- _提供された文章_:

◆ ◆ ◆ ◆

岡本行夫氏発案のアフガン地雷撤去案、外務省が一蹴 「えっ、もったいない」…知恵で復活 国際舞台駆けた外交官 岡村善文氏(25)
公に目にする記者会見の裏で、ときに一歩も譲れぬ駆け引きが繰り広げられる外交の世界。その舞台裏が語られる機会は少ない。戦後最年少(50歳)で大使に就任し、欧州・アフリカ大陸に知己が多い岡村善文・元経済協力開発機構(OECD)代表部大使に、40年以上に及ぶ外交官生活を振り返ってもらった。
小泉総理の〝目玉〟政策
岡本行夫氏(飯田英男撮影)《外務省軍備管理軍縮課時代の2001年12月、省OBで総理補佐官だった岡本行夫さんから電話がかかってきた》
「岡村君、ちょっと手伝ってくんないかなあ」
用件を聞くと、「地雷除去の話だ」と言いました。
米国中枢同時テロ(01年9月)後、アフガニスタンでアルカイーダを庇護してきたとして、米国がタリバン政権を攻撃。11月には首都カブールが陥落しました。その後、新生アフガンを支える「アフガン復興支援会議」が翌年1月下旬に東京で開催されることになった。小泉純一郎総理が会議で発表するアフガン支援の〝目玉〟として、地雷除去策を打ち出したい、とのことでした。
岡本氏は「実施に向け、2000万ドル(当時約24億円)を予算化するよう財務省に掛け合う」と言いました。アフガン戦争後の復興に向け、地雷除去は重要です。地雷がある限り悲劇は続き、農業再開も困難でした。
「〝軍事〟だから駄目」
《岡本氏が外務省の他の部局に、地雷除去事業を企画してほしいと頼んだところ、断られていたという》
「地雷の被害者救済などの人道支援なら経済協力でできる。しかし、地雷除去は〝軍事〟だから駄目」と言われた、というのです。
私は「えっ、もったいない。(岡本さんがいる)総理官邸が予算を付けてくれるのに…」と思いました。
私は岡本さんに対し、「断られたのは、外務省経済協力局に相談したからです。彼らは、平和で安全な場所でなければ事業を行いません。しかも、軍事の色が少しでもあると嫌がる。私に知恵があります。任せてください」と言いました。
国際機関に頼み、日本の旗立てよ
知恵、というのは、次のようなものです。日本が自らの手で経済協力の形でやろうとするから、「平和」だの「軍事」だのという話になる。国際機関に頼み、日本の旗を立てて、彼らにやってもらえばいいのだ、と。
《さっそく、国連コソボ暫定行政ミッション(UNMIK)出向時代、関わりのあった国連開発計画(UNDP)に連絡した》
2000万ドルの事業といえば、UNDPにとっても魅力的な額。「よし、やろう」ということになりました。問題は、予算化のための事業計画です。

◆ ◆ ◆ ◆

- _抽出データ_:
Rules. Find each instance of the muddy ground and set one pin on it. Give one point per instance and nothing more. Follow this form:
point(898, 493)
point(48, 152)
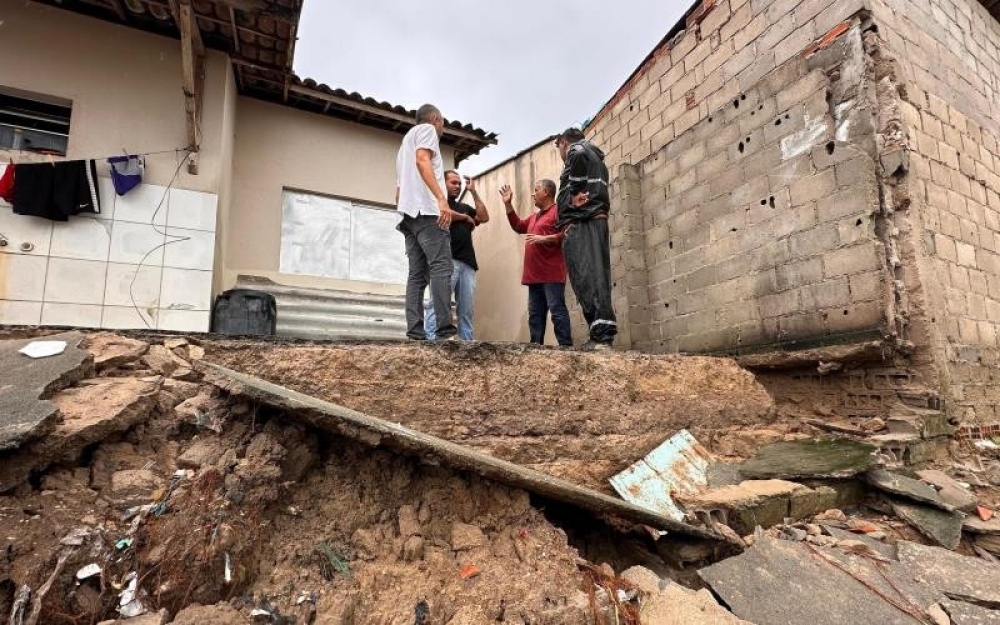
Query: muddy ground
point(220, 508)
point(580, 416)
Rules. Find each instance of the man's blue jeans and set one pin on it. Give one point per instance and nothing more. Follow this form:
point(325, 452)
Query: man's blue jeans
point(463, 285)
point(544, 299)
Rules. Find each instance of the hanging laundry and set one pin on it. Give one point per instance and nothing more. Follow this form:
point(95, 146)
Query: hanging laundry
point(126, 172)
point(56, 190)
point(7, 183)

◆ ◆ ◆ ◆

アフガンの地雷除去をめぐる記事から、「公に目にする記者会見の裏で、」から「続き、農業再開も困難でした。」までを、両端も含めてそのまま書き写してください。 上に並んだ行は、今回の作業には使いません。

公に目にする記者会見の裏で、ときに一歩も譲れぬ駆け引きが繰り広げられる外交の世界。その舞台裏が語られる機会は少ない。戦後最年少(50歳)で大使に就任し、欧州・アフリカ大陸に知己が多い岡村善文・元経済協力開発機構(OECD)代表部大使に、40年以上に及ぶ外交官生活を振り返ってもらった。
小泉総理の〝目玉〟政策
岡本行夫氏(飯田英男撮影)《外務省軍備管理軍縮課時代の2001年12月、省OBで総理補佐官だった岡本行夫さんから電話がかかってきた》
「岡村君、ちょっと手伝ってくんないかなあ」
用件を聞くと、「地雷除去の話だ」と言いました。
米国中枢同時テロ(01年9月)後、アフガニスタンでアルカイーダを庇護してきたとして、米国がタリバン政権を攻撃。11月には首都カブールが陥落しました。その後、新生アフガンを支える「アフガン復興支援会議」が翌年1月下旬に東京で開催されることになった。小泉純一郎総理が会議で発表するアフガン支援の〝目玉〟として、地雷除去策を打ち出したい、とのことでした。
岡本氏は「実施に向け、2000万ドル(当時約24億円)を予算化するよう財務省に掛け合う」と言いました。アフガン戦争後の復興に向け、地雷除去は重要です。地雷がある限り悲劇は続き、農業再開も困難でした。